# SET EXERCISE:
Find each line in the items below that contains the word "black", and copy those lines out in full.

# DATASET RECORDS:
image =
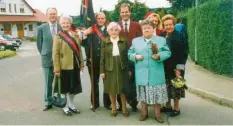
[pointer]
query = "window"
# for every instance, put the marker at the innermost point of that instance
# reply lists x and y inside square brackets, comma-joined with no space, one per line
[3,7]
[30,27]
[15,9]
[10,8]
[21,8]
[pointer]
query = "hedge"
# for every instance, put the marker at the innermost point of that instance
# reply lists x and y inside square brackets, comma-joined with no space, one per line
[214,35]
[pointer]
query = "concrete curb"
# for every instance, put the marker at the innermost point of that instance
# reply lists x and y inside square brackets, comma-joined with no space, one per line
[211,96]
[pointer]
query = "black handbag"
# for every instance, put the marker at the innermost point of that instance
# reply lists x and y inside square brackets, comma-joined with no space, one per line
[58,101]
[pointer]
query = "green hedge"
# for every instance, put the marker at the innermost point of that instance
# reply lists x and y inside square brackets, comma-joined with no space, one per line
[214,35]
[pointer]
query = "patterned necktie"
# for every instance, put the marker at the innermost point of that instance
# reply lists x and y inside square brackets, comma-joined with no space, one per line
[126,29]
[53,30]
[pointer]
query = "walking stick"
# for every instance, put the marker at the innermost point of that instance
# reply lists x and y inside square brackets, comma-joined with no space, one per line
[92,80]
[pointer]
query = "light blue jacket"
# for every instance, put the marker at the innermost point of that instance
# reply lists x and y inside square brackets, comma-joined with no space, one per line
[149,71]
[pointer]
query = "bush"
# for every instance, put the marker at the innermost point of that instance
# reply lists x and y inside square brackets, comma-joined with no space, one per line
[7,53]
[213,21]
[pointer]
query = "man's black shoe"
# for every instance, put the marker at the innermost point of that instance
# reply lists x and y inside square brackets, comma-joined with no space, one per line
[47,107]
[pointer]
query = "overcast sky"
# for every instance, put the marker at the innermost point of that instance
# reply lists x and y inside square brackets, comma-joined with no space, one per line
[72,7]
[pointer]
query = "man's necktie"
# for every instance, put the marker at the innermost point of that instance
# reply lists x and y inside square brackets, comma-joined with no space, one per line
[126,29]
[53,30]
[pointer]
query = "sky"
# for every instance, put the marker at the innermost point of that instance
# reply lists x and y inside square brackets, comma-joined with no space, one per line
[72,7]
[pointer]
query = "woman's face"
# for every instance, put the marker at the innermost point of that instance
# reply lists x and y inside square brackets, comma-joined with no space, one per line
[155,20]
[114,32]
[65,24]
[168,26]
[147,31]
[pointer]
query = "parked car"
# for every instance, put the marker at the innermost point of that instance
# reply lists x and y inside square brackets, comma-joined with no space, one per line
[10,38]
[6,44]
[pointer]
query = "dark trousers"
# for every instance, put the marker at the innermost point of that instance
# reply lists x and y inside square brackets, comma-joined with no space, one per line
[96,77]
[130,92]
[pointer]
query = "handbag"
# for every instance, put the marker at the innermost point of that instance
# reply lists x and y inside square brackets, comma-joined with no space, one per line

# WORKED ANSWER:
query = "black handbag"
query = "man's black shoe"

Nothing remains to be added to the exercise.